:: Task objective ::
Look through the entries below and extract exactly the lines from the one containing "photo below, one" through the one containing "Query: mansion facade", ends included.

:: The data ::
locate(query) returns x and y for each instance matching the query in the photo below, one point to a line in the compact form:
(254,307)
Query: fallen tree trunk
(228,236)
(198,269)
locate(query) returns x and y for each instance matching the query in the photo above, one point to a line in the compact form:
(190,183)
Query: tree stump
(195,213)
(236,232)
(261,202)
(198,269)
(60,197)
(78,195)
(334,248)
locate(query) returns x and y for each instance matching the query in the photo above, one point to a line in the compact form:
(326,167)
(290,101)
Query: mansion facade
...
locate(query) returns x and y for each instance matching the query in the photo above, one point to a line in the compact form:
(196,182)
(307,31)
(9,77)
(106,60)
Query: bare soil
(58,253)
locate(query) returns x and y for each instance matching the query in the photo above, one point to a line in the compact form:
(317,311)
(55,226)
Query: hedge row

:: Answer for this exercise ::
locate(query) returns x and y for each instance matching the query in the photo below, one point to a line in the compact form:
(254,307)
Query: fallen tree trunk
(228,236)
(198,269)
locate(query) returns x and y for each instance matching the query in the photo above, one point to a line in the compact form:
(190,183)
Query: tree stump
(195,213)
(236,232)
(261,202)
(198,269)
(60,197)
(78,195)
(334,248)
locate(query) returns x and y for each instance matching the query in the photo above, one point to a line in the compact form:
(326,167)
(290,101)
Query: mansion facade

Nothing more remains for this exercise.